(Collected data entries)
** START **
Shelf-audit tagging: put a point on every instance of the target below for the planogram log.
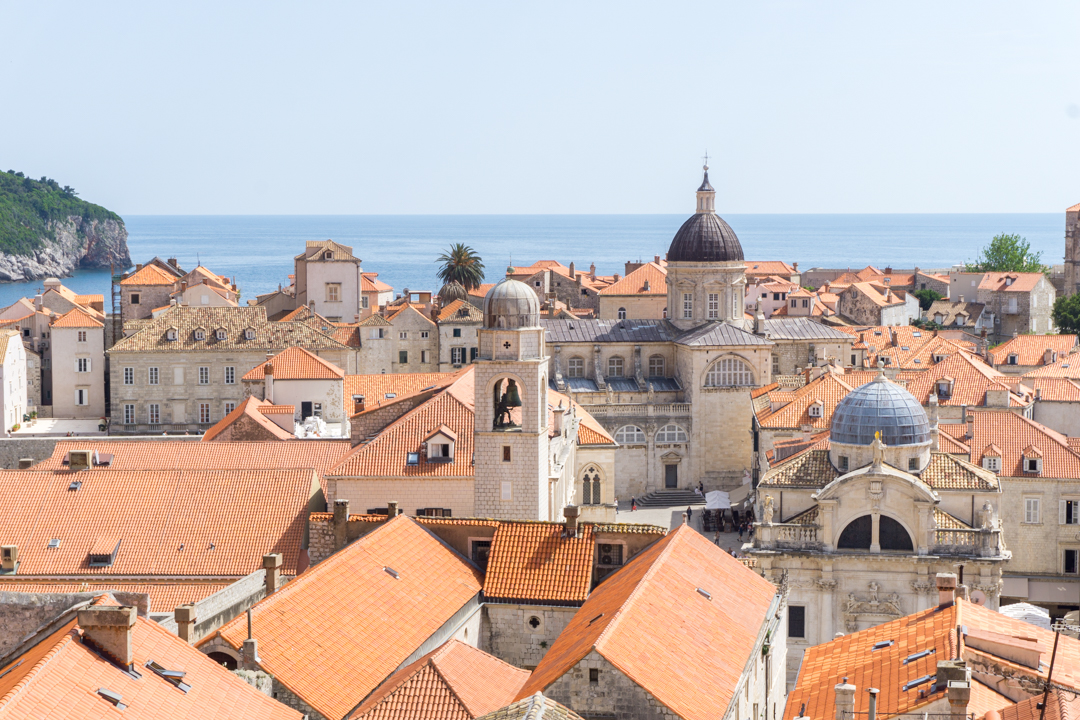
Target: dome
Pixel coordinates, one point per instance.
(705, 238)
(511, 304)
(453, 290)
(880, 406)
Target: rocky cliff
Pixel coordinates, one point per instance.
(71, 243)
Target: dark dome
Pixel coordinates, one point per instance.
(705, 238)
(880, 405)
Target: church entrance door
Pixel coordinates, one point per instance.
(671, 476)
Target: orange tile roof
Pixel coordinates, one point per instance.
(387, 454)
(457, 681)
(378, 620)
(150, 274)
(247, 408)
(61, 676)
(170, 522)
(1029, 349)
(534, 561)
(635, 282)
(296, 364)
(164, 597)
(76, 317)
(852, 656)
(1011, 433)
(651, 624)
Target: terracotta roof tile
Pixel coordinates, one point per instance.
(534, 561)
(378, 620)
(652, 602)
(296, 364)
(59, 678)
(457, 681)
(180, 514)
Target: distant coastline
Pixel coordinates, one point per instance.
(258, 250)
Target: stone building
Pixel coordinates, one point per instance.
(861, 522)
(78, 353)
(180, 371)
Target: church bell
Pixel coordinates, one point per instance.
(512, 397)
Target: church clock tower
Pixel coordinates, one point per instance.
(511, 465)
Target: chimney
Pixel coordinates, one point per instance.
(109, 629)
(340, 524)
(571, 513)
(845, 701)
(250, 651)
(271, 564)
(268, 382)
(946, 588)
(185, 616)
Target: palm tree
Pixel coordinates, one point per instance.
(462, 265)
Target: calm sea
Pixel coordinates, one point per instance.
(258, 250)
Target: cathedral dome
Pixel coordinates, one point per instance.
(880, 406)
(511, 304)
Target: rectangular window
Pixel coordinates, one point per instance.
(1031, 511)
(1069, 511)
(796, 621)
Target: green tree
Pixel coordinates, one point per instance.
(1066, 313)
(927, 297)
(462, 265)
(1007, 254)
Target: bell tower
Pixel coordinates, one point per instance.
(511, 464)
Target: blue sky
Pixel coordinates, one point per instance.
(407, 107)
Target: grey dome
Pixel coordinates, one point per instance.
(880, 405)
(705, 238)
(511, 304)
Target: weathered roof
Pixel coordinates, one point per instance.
(652, 602)
(378, 619)
(61, 677)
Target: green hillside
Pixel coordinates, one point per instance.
(27, 205)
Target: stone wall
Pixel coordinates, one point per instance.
(522, 635)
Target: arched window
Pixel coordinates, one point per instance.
(729, 372)
(859, 534)
(630, 435)
(657, 366)
(672, 433)
(591, 487)
(576, 367)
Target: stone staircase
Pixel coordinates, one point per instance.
(679, 498)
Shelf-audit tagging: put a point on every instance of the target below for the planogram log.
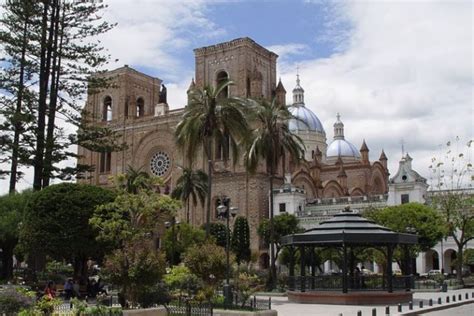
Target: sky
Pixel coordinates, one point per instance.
(399, 72)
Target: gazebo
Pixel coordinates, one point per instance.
(347, 231)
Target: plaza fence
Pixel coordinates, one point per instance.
(354, 283)
(189, 308)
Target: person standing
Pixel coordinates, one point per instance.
(50, 291)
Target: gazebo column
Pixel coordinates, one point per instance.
(344, 268)
(351, 268)
(408, 270)
(313, 268)
(389, 268)
(303, 271)
(291, 284)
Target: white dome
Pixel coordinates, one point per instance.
(342, 148)
(309, 120)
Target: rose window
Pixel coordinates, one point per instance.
(160, 163)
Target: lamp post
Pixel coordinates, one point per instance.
(225, 211)
(172, 224)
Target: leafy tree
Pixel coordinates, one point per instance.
(181, 280)
(271, 139)
(469, 257)
(240, 243)
(56, 223)
(136, 180)
(211, 119)
(135, 268)
(12, 208)
(427, 223)
(207, 261)
(451, 175)
(218, 232)
(191, 185)
(131, 216)
(283, 224)
(179, 240)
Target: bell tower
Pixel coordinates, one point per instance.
(250, 66)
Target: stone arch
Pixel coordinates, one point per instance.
(356, 192)
(332, 189)
(140, 107)
(378, 184)
(107, 109)
(222, 76)
(302, 179)
(449, 256)
(432, 260)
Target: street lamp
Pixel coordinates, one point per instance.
(223, 211)
(172, 224)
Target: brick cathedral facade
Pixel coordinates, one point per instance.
(135, 107)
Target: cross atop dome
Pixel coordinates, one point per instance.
(338, 128)
(298, 91)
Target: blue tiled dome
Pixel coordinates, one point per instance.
(306, 115)
(342, 148)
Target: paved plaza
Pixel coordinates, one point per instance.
(286, 308)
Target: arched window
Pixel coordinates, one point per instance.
(140, 107)
(107, 109)
(125, 109)
(222, 76)
(105, 162)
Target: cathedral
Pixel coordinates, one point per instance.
(135, 105)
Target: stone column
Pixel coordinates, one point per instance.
(389, 268)
(302, 272)
(344, 269)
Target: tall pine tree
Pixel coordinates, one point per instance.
(17, 73)
(54, 44)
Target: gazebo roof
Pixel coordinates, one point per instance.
(349, 228)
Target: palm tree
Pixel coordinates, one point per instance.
(271, 140)
(191, 185)
(209, 119)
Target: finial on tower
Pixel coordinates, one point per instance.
(297, 75)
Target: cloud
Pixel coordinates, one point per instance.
(405, 71)
(150, 33)
(287, 50)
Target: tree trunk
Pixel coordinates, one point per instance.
(209, 185)
(45, 63)
(18, 123)
(53, 99)
(7, 261)
(459, 264)
(272, 234)
(187, 211)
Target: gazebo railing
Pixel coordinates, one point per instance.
(354, 283)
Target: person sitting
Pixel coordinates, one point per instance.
(68, 289)
(50, 291)
(76, 289)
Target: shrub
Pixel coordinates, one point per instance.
(181, 280)
(149, 296)
(207, 261)
(12, 301)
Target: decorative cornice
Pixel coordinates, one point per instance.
(242, 41)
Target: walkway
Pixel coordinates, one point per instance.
(286, 308)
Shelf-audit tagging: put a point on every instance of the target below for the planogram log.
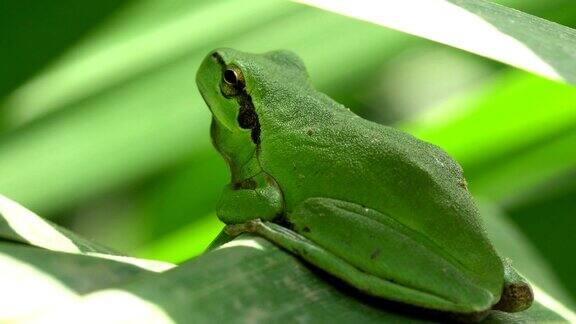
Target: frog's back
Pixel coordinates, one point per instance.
(315, 147)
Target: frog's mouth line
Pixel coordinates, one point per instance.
(247, 117)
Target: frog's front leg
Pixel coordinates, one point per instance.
(257, 197)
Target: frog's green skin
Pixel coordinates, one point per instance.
(376, 207)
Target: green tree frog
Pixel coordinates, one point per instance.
(381, 210)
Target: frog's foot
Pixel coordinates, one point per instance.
(248, 227)
(517, 294)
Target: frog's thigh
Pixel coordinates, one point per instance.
(338, 267)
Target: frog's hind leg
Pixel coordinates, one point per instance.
(517, 294)
(323, 259)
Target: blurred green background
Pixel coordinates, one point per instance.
(102, 128)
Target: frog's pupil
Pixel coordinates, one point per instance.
(230, 77)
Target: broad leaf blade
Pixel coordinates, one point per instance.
(240, 282)
(477, 26)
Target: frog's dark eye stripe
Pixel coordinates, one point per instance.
(231, 77)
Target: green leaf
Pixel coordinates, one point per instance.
(477, 26)
(17, 224)
(512, 136)
(34, 279)
(240, 282)
(123, 118)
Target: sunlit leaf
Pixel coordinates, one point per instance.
(240, 281)
(478, 26)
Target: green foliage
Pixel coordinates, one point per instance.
(102, 130)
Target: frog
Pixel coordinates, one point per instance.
(379, 209)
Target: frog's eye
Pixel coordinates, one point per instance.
(232, 81)
(230, 77)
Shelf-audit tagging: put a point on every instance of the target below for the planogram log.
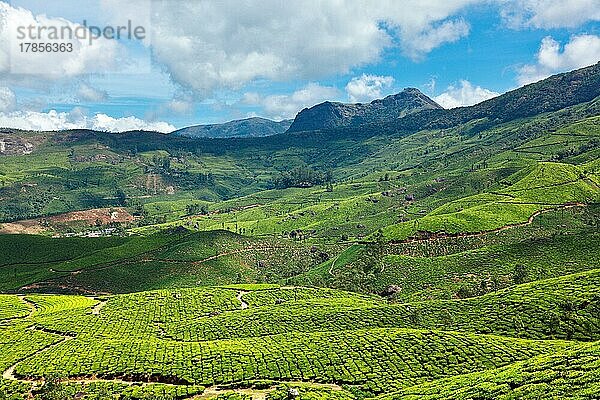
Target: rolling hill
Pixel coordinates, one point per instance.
(391, 250)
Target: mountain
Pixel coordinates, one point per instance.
(250, 127)
(333, 115)
(551, 94)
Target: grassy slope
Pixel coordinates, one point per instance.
(131, 335)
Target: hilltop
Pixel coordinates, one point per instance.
(250, 127)
(330, 115)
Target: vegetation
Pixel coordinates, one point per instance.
(447, 253)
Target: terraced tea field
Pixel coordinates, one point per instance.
(185, 342)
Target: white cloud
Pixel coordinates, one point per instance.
(88, 93)
(447, 32)
(287, 106)
(367, 87)
(210, 45)
(7, 99)
(580, 51)
(54, 121)
(100, 56)
(550, 13)
(465, 94)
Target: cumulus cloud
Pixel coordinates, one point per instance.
(426, 41)
(88, 93)
(287, 106)
(464, 94)
(367, 87)
(76, 119)
(209, 45)
(580, 51)
(7, 99)
(550, 13)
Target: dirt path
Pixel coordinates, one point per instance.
(260, 394)
(98, 307)
(433, 236)
(9, 373)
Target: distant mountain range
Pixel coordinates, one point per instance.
(411, 110)
(330, 115)
(250, 127)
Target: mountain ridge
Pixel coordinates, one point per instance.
(247, 127)
(328, 115)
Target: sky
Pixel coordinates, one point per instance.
(201, 62)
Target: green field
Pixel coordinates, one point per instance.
(447, 255)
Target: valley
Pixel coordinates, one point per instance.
(394, 250)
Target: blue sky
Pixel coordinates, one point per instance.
(210, 62)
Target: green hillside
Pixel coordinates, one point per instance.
(438, 253)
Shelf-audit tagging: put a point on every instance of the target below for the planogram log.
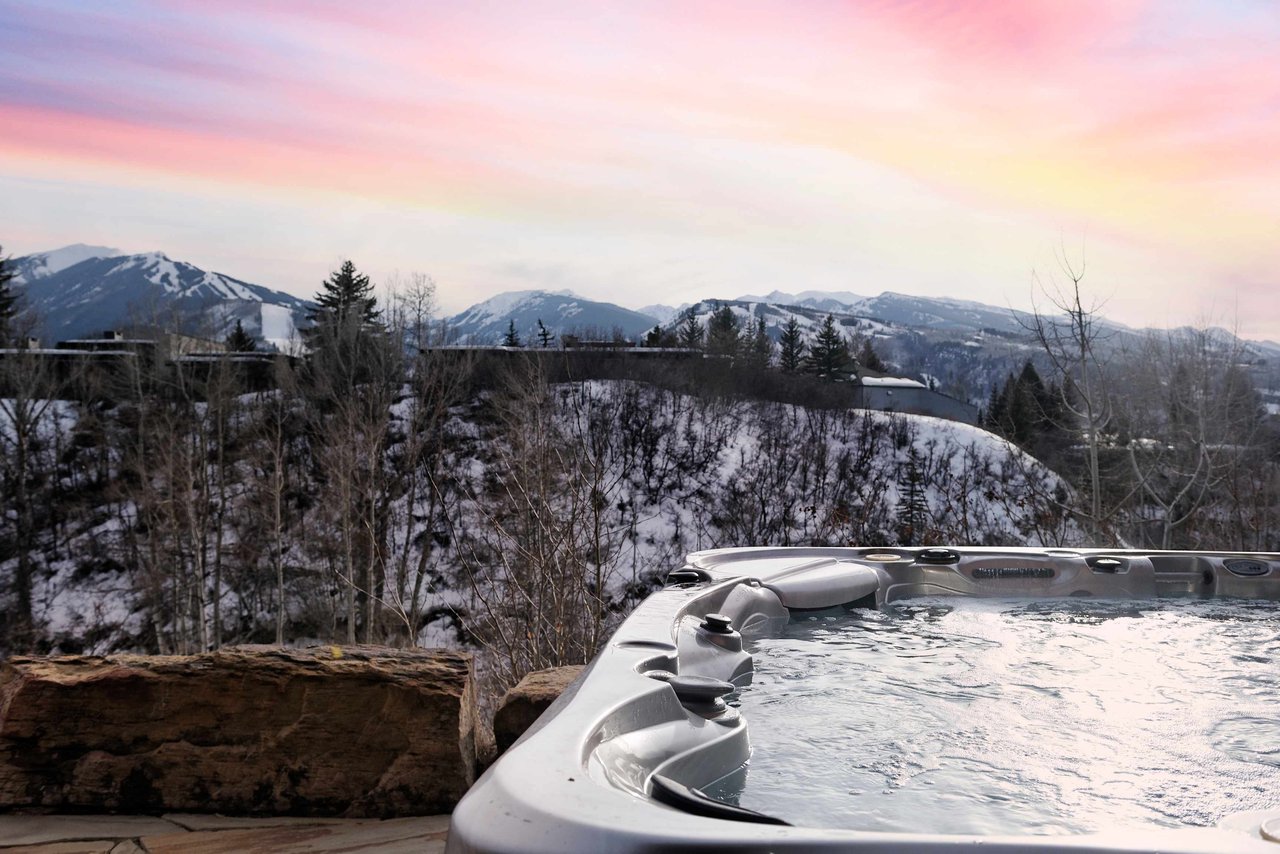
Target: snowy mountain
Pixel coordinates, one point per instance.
(661, 313)
(44, 264)
(821, 300)
(81, 291)
(561, 311)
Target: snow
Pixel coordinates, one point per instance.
(510, 302)
(891, 382)
(163, 272)
(229, 288)
(67, 256)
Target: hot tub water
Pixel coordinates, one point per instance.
(977, 716)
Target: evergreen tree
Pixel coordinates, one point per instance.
(828, 354)
(346, 293)
(690, 330)
(760, 347)
(913, 507)
(723, 332)
(8, 300)
(511, 338)
(791, 347)
(544, 334)
(240, 341)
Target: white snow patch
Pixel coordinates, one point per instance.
(67, 256)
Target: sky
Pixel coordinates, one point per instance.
(664, 153)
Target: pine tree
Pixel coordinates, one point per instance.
(828, 354)
(346, 293)
(760, 347)
(240, 341)
(791, 347)
(8, 300)
(690, 332)
(913, 507)
(511, 338)
(544, 334)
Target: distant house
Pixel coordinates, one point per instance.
(900, 394)
(161, 347)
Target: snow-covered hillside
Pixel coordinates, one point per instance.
(81, 291)
(662, 474)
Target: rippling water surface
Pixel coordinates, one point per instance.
(1014, 717)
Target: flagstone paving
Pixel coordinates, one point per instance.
(191, 834)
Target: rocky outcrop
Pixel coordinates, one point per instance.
(524, 703)
(352, 731)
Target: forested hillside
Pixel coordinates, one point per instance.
(387, 491)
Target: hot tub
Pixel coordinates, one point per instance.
(648, 750)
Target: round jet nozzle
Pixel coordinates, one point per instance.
(717, 624)
(699, 690)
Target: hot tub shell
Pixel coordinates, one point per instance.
(616, 765)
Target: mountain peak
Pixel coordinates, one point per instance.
(41, 264)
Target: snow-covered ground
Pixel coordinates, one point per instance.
(670, 473)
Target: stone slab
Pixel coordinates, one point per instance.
(351, 731)
(35, 830)
(200, 822)
(425, 835)
(524, 703)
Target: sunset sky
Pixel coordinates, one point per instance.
(657, 151)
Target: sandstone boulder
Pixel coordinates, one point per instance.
(352, 731)
(524, 703)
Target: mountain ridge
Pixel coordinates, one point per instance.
(80, 291)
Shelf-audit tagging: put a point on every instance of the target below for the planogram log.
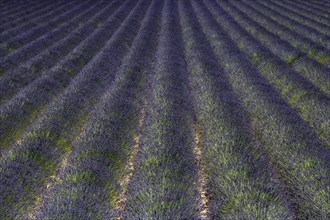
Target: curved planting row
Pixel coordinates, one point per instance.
(148, 109)
(25, 106)
(13, 8)
(49, 138)
(163, 185)
(305, 31)
(318, 9)
(311, 103)
(300, 62)
(294, 151)
(321, 54)
(69, 47)
(306, 11)
(306, 20)
(32, 25)
(40, 44)
(11, 44)
(240, 184)
(14, 19)
(16, 114)
(98, 165)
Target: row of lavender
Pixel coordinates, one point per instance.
(107, 123)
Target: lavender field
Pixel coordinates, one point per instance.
(165, 109)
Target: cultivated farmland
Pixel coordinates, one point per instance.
(165, 109)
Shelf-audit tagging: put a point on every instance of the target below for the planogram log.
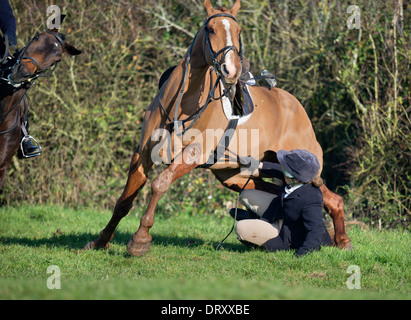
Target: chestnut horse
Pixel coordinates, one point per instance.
(192, 98)
(38, 58)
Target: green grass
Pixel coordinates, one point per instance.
(182, 263)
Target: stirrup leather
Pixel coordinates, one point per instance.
(28, 137)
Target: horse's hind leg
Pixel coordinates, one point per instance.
(334, 205)
(2, 175)
(136, 180)
(185, 162)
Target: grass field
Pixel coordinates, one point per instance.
(183, 263)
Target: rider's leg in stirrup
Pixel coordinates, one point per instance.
(29, 146)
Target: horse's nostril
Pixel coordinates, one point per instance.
(225, 70)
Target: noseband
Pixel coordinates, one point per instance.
(214, 55)
(40, 72)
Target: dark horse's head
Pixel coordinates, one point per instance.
(223, 41)
(41, 54)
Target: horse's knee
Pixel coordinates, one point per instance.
(162, 183)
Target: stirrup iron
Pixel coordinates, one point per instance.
(28, 137)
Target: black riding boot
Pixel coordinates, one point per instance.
(29, 146)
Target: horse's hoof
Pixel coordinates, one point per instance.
(346, 245)
(95, 245)
(138, 249)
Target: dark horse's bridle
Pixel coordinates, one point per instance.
(217, 68)
(37, 73)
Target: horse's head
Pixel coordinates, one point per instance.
(42, 53)
(223, 42)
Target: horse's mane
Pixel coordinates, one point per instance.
(223, 9)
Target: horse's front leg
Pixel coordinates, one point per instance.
(334, 205)
(2, 175)
(185, 162)
(136, 180)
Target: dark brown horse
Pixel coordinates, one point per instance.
(191, 103)
(38, 58)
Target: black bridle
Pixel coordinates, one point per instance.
(38, 72)
(26, 84)
(211, 93)
(225, 50)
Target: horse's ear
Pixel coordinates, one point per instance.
(209, 8)
(55, 30)
(233, 11)
(71, 50)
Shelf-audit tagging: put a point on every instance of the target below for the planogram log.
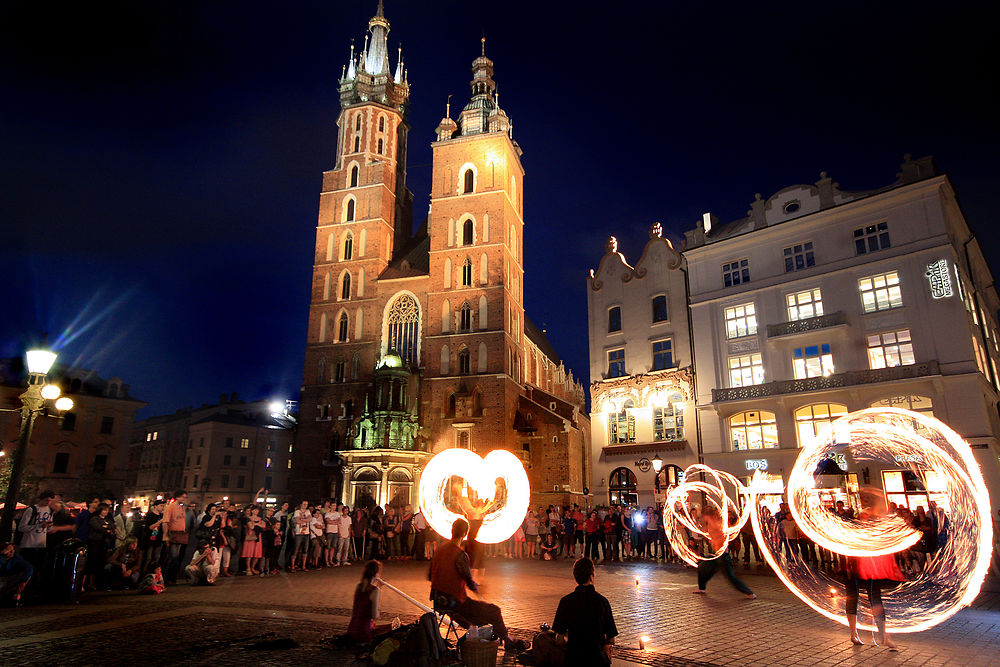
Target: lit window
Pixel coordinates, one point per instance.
(803, 305)
(798, 256)
(812, 361)
(616, 363)
(663, 354)
(871, 238)
(736, 273)
(810, 419)
(745, 370)
(880, 292)
(894, 348)
(741, 321)
(753, 430)
(614, 319)
(660, 308)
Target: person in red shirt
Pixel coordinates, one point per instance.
(450, 575)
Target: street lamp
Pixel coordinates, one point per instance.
(34, 401)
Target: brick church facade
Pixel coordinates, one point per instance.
(419, 342)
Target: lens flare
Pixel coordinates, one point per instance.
(495, 486)
(683, 518)
(928, 457)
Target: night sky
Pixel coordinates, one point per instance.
(161, 161)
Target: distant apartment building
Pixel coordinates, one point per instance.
(230, 449)
(641, 373)
(85, 450)
(821, 302)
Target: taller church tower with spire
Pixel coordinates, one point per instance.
(419, 341)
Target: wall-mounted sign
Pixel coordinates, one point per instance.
(940, 279)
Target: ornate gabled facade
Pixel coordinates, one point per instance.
(419, 342)
(642, 384)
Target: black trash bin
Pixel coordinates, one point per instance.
(68, 569)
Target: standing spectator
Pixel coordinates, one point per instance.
(175, 536)
(584, 621)
(344, 539)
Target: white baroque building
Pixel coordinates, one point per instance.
(642, 389)
(823, 301)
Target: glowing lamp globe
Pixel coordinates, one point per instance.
(40, 361)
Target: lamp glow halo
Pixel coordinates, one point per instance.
(887, 438)
(481, 474)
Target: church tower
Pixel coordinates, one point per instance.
(476, 313)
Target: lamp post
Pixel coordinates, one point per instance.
(34, 402)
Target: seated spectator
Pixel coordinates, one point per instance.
(15, 572)
(204, 567)
(124, 565)
(549, 547)
(364, 612)
(450, 574)
(584, 621)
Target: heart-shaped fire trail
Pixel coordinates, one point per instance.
(460, 483)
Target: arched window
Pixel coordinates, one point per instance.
(810, 419)
(465, 321)
(753, 430)
(342, 329)
(403, 322)
(467, 273)
(622, 487)
(621, 425)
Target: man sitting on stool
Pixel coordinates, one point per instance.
(450, 573)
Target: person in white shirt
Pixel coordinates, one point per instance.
(332, 527)
(343, 544)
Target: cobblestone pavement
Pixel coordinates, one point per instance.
(219, 625)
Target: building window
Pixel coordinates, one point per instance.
(753, 430)
(61, 464)
(465, 318)
(880, 292)
(467, 273)
(810, 419)
(614, 319)
(812, 361)
(616, 363)
(803, 305)
(893, 348)
(736, 273)
(741, 321)
(622, 487)
(871, 238)
(663, 354)
(660, 308)
(621, 425)
(342, 328)
(798, 256)
(745, 370)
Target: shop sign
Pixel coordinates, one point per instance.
(940, 279)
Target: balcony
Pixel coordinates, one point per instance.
(847, 379)
(836, 319)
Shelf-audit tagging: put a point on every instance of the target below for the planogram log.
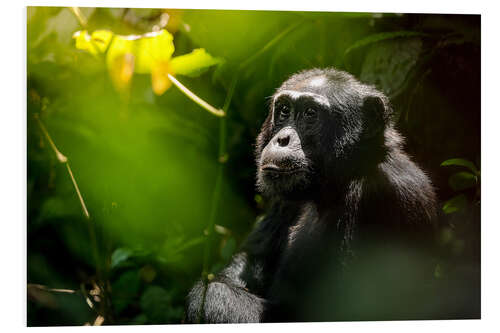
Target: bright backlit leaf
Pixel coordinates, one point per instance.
** END **
Short problem: The copy should begin at the line containing "Target: man sitting on stool" and end at the last line of the data above; please restate those lines word for word without the pictures.

Exercise solution:
Target: man sitting on stool
Pixel coordinates, one point per instance.
(450, 573)
Target: person in white shirt
Pixel coordinates, one point per instance.
(332, 527)
(343, 544)
Target: cobblestone pavement
Pixel coordinates, one point per instance.
(219, 625)
Target: building window
Pixel coordinates, one point per instance.
(753, 430)
(61, 464)
(465, 318)
(880, 292)
(467, 273)
(810, 419)
(614, 319)
(812, 361)
(616, 363)
(803, 305)
(893, 348)
(736, 273)
(741, 321)
(622, 487)
(871, 238)
(663, 354)
(660, 308)
(621, 425)
(342, 328)
(798, 256)
(745, 370)
Target: shop sign
Pixel coordinates, one point per instance.
(940, 279)
Target: balcony
Pixel coordinates, one point per instance.
(847, 379)
(836, 319)
Shelf-audit tagging: put a point on every instance of the target below for the planogram log.
Target: bright backlit leaf
Pixel coordinates, one point per instance.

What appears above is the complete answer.